— START OF Records shown —
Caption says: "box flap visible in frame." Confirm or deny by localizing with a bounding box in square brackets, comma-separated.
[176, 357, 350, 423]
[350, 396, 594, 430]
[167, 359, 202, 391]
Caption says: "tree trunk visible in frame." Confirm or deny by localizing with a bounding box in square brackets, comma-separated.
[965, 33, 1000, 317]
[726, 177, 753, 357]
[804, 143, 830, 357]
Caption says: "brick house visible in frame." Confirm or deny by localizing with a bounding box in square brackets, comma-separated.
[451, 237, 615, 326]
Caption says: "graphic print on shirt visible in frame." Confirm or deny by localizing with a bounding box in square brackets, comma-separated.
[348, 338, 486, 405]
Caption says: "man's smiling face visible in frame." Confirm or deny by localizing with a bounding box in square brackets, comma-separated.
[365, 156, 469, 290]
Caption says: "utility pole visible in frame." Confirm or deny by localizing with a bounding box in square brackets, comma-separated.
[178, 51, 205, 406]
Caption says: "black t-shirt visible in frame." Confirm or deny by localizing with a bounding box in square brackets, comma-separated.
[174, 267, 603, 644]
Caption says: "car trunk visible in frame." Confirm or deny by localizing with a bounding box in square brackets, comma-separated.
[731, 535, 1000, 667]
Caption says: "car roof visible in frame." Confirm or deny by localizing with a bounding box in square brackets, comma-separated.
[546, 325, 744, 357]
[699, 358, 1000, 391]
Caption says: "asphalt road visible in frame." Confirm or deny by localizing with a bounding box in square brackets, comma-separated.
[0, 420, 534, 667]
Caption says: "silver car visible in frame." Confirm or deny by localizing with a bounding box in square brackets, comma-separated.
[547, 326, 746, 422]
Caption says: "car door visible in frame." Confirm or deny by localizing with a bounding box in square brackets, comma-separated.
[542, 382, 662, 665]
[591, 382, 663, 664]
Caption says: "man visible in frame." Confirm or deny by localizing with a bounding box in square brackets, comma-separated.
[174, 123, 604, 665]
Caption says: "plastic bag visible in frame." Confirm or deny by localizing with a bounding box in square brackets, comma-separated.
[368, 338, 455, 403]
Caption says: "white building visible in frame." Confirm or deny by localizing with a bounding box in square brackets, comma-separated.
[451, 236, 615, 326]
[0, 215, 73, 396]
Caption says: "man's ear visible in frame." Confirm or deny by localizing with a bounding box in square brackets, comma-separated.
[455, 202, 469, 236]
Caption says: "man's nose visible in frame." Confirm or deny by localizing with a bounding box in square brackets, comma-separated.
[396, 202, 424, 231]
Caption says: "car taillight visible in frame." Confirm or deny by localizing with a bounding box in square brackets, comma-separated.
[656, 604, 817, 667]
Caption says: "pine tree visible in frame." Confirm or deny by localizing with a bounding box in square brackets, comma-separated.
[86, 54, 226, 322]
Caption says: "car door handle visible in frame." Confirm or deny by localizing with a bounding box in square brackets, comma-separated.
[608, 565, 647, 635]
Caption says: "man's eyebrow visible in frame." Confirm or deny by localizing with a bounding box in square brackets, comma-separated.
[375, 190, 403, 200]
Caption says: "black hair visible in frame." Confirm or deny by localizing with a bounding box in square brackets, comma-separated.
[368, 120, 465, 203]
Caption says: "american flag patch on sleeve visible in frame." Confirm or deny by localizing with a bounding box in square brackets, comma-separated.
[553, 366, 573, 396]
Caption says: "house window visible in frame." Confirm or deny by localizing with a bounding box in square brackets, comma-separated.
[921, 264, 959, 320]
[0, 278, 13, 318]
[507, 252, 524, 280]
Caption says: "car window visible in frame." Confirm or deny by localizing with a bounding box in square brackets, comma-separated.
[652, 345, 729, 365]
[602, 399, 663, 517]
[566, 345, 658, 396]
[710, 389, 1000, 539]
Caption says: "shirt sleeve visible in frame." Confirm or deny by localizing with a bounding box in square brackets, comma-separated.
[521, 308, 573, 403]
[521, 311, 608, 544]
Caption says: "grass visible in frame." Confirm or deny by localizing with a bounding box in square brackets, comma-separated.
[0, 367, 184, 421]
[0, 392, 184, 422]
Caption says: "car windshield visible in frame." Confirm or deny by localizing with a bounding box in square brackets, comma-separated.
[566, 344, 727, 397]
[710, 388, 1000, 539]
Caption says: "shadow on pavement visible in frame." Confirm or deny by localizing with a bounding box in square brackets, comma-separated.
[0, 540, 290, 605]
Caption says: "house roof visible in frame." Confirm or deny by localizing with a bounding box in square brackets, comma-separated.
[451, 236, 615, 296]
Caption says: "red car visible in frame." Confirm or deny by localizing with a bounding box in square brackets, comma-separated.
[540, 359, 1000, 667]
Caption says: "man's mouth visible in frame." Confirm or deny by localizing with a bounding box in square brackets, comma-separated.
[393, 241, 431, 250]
— END OF Records shown —
— START OF Records shown —
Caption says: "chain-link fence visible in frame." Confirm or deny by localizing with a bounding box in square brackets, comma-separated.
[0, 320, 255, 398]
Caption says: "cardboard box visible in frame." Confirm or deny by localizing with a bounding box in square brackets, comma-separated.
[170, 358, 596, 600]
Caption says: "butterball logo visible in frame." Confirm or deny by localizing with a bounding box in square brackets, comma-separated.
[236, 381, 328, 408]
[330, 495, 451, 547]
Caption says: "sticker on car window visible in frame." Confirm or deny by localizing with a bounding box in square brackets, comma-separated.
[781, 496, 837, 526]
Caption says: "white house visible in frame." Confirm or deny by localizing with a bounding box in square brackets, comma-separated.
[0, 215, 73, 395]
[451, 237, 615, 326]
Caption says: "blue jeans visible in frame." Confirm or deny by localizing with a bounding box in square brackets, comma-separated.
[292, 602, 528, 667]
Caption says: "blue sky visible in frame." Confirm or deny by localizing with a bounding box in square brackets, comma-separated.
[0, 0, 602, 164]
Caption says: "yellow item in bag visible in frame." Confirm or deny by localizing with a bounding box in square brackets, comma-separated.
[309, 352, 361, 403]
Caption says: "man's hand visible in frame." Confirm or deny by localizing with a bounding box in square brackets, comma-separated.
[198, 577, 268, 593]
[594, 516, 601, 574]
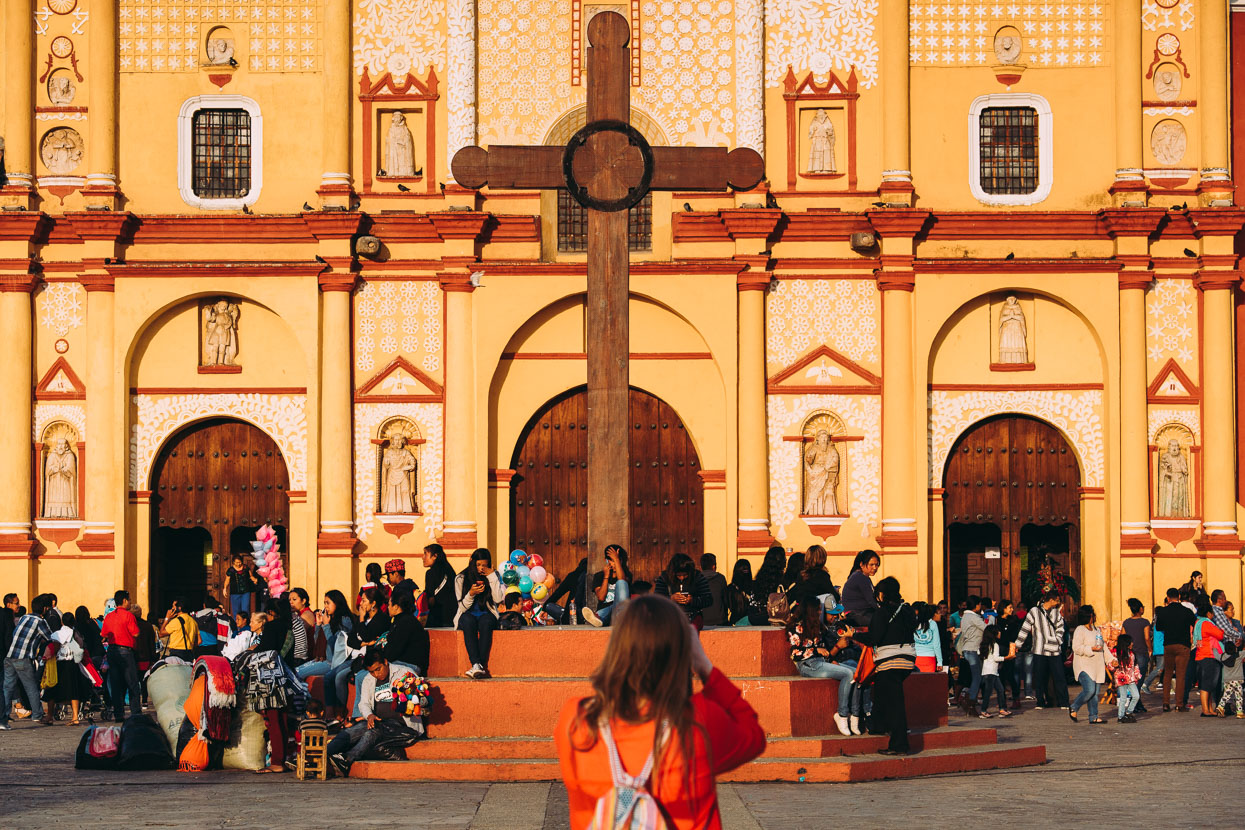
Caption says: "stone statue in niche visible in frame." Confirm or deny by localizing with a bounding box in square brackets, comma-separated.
— END OF Records shown —
#### Written problem
Copy out, word for word, the part of the records above that opens with the line containing "building visible in" and closes with the line containing "[396, 202, 424, 231]", both lines included.

#### Exercise solution
Caption says: "white building visible in frame." Confirm or deny by localizing with a bounding box in square brackets, comma-separated.
[451, 236, 615, 326]
[0, 215, 73, 396]
Caption says: "man's ear visible in frame." Confirm or deny by localizing with a bounding box in square brackets, comma-separated.
[455, 202, 469, 236]
Caption says: "man's nose visible in frame." Confirm or deny by localizing with a bounding box in square brackets, comma-separated.
[396, 202, 424, 231]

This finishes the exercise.